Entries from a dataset
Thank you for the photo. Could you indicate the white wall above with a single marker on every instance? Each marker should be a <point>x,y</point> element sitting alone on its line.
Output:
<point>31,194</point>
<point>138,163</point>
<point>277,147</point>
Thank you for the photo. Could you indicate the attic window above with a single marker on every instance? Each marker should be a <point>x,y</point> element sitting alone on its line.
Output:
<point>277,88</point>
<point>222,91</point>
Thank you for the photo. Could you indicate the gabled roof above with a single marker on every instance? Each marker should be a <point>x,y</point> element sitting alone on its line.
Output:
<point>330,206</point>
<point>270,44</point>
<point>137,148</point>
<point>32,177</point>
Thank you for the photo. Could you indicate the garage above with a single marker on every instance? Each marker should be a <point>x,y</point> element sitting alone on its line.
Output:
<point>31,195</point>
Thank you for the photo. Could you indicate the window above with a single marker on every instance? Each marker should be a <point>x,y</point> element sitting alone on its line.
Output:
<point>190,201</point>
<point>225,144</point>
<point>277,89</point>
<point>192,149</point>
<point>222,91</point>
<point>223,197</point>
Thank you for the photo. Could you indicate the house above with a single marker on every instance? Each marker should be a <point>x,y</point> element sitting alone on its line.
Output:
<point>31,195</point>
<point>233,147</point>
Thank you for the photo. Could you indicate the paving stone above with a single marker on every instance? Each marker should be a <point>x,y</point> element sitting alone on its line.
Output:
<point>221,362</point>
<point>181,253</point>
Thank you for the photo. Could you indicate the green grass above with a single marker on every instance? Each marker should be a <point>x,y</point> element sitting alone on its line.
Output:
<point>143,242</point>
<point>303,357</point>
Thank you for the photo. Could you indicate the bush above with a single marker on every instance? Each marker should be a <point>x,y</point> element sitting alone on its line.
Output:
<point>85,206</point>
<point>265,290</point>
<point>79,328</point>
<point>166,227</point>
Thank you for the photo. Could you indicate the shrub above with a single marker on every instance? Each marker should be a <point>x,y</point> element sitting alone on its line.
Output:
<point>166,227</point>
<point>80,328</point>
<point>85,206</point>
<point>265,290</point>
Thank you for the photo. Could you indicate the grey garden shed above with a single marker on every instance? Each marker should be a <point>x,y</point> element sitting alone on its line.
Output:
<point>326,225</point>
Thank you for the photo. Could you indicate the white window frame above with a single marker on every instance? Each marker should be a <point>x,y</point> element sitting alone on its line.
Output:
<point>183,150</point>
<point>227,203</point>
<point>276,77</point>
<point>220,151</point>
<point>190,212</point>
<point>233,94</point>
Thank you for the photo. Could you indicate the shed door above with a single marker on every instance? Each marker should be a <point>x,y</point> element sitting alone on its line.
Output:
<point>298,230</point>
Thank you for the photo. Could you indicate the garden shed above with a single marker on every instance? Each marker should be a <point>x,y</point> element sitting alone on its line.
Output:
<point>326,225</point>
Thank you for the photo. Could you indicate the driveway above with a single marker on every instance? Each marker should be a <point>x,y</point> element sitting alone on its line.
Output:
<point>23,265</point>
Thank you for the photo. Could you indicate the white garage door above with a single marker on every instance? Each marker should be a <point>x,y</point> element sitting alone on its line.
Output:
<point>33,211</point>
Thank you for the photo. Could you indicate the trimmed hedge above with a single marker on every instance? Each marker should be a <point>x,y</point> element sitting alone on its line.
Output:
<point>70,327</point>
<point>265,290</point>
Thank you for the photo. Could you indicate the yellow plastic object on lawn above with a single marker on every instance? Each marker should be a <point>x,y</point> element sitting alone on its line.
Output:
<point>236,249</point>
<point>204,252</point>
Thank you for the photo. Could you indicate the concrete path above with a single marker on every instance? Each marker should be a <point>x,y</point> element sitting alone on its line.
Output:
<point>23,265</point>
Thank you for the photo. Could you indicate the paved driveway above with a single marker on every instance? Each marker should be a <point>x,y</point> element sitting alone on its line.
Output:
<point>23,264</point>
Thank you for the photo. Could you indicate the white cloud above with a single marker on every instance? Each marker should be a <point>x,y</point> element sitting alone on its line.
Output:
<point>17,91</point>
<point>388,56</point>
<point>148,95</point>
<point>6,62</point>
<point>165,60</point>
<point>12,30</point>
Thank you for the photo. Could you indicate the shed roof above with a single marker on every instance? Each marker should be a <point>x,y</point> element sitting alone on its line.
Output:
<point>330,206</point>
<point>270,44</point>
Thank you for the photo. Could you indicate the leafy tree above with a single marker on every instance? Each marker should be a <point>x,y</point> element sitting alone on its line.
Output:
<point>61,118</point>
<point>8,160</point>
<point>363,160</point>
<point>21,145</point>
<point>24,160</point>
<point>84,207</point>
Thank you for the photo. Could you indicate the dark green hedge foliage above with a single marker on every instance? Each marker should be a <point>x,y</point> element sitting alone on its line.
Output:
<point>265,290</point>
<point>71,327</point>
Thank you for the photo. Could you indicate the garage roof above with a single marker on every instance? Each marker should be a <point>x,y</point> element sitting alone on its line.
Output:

— BRIEF —
Copy out every item above verbatim, changing nothing.

— TASK RESPONSE —
Thank you for the photo. Could you indicate the white wall above with a single marker on every instance? Each marker should be a <point>x,y</point> element sitting alone on its line.
Output:
<point>31,194</point>
<point>138,163</point>
<point>277,147</point>
Thank you for the photo. Could you indicate the attic window above with a single marker on every instance? Each marker should be a <point>x,y</point> element sitting alone on its line.
Output:
<point>277,88</point>
<point>222,91</point>
Thank you for the photo. Could you indicate the gabled roof above with a single marker on every instance? Each marker should be a <point>x,y</point> element sitting alone on its line.
Output:
<point>330,206</point>
<point>270,44</point>
<point>137,148</point>
<point>32,177</point>
Thank you for the photo. Could you indicate the garage above with a single marker on every instance? Each marker should be a <point>x,y</point> element sitting alone on its line.
Output:
<point>31,195</point>
Thank you for the photo. Could you indicate the window above with a single marker on every instance? Each marker should be a <point>x,y</point> element sitting alone on its line.
Output:
<point>190,201</point>
<point>225,144</point>
<point>277,89</point>
<point>192,149</point>
<point>222,91</point>
<point>223,197</point>
Thank you for the photo. Could you indicate the house above with a single marker on every instance? Each marker should be a <point>x,y</point> element sitting alone on its line.
Output:
<point>31,195</point>
<point>233,147</point>
Thank you for the photo. Could you indicate the paving stone above with a single marker on every instance? Each marker should be a <point>x,y</point> element sitting alone on its line.
Output:
<point>221,362</point>
<point>181,253</point>
Thank you for the photo. Could you indicate the green grass above with a single marker on every instance? Each marker should be a <point>x,y</point> element sitting alone on its line.
Output:
<point>143,242</point>
<point>303,357</point>
Thank you for the photo. Could you indicate the bush above with a single marker on every instance? Each marker should be a <point>x,y</point> element sitting alone on its line.
Output:
<point>85,206</point>
<point>265,290</point>
<point>79,328</point>
<point>166,227</point>
Thank you for the photo. Could you indicate the shrub above with a single marker on every instance? Each marker should be a <point>x,y</point> element sitting alone on its line.
Output:
<point>166,227</point>
<point>80,328</point>
<point>85,206</point>
<point>265,290</point>
Thank you for the photo. Could you indicate the grey garden shed above with a single marker on every instance? Each marker should be a <point>x,y</point> element sitting alone on its line.
Output:
<point>326,225</point>
Thank you for the photo. Could you indicate the white window frame above with a single marker on every instance? Each marker should be a <point>x,y</point> element sitting alone on its line.
Output:
<point>183,150</point>
<point>227,203</point>
<point>276,77</point>
<point>220,151</point>
<point>190,212</point>
<point>233,94</point>
Thank you for the photo. Could you indicate the shed door above with a single marker on every instance? Each marker should be a <point>x,y</point> element sitting alone on its line.
Output:
<point>298,230</point>
Thank you for the photo. Could you indicate the garden shed above with a single marker on every instance? Each marker should be a <point>x,y</point> element sitting alone on its line.
Output:
<point>326,225</point>
Thank you for the photo. Could you indicate the driveway above with a single marker on every instance? Each marker should be a <point>x,y</point> element sitting alone on its line.
Output:
<point>23,265</point>
Thank you for the photo. Could you indicate the white garage door above with a single marker on every instance? Each marker should be a <point>x,y</point> element sitting alone on its line.
Output:
<point>33,211</point>
Thank you for the photo. Could you indicate the trimmed hedge above with a single marker on every instance? Each marker should be a <point>x,y</point> element sitting alone on its line.
Output:
<point>70,327</point>
<point>265,290</point>
Thank you for the photo. Could you indicate the yellow plastic object on lawn above with a single marker on every instance? Each marker should be a <point>x,y</point> element sitting alone on its line.
Output:
<point>236,249</point>
<point>204,252</point>
Thank you for the photo. Could you indicate the concrete path above with a single marker on every instance? Each marker should be a <point>x,y</point> element sitting alone on its line.
Output:
<point>23,265</point>
Thank you for the photo. Could you indicate the paved driveway above with a single marker on every instance? Each marker should be a <point>x,y</point> element sitting alone on its line.
Output:
<point>23,264</point>
Thank you for the photo. Could you indicate the white cloud above with a single marker on every instance? Each marker should be a <point>x,y</point> element sitting alone on its line.
Output:
<point>17,91</point>
<point>388,56</point>
<point>148,95</point>
<point>6,62</point>
<point>165,60</point>
<point>12,30</point>
Thank you for the photo. Could you indicate the shed roof above with a single marker on every instance? Each marker should be a <point>x,y</point> element sitting alone on its line.
Output:
<point>330,206</point>
<point>270,44</point>
Thank you for the photo. Could you indicate the leafy tree above with a single marker on every instance? Each marker should be a <point>x,y</point> element sitting alone on its line.
Output:
<point>61,118</point>
<point>8,160</point>
<point>363,160</point>
<point>21,145</point>
<point>24,160</point>
<point>84,207</point>
Thank you for the photo. Could you indicate the dark green hedge foliage above with a single marker on every instance? Each marker should be a <point>x,y</point> element sitting alone on its line.
Output:
<point>265,290</point>
<point>71,327</point>
Thank you for the photo. Could you indicate the garage roof above with a single marker on every instance? Each marker should be a <point>x,y</point> element sitting alone on its line.
Output:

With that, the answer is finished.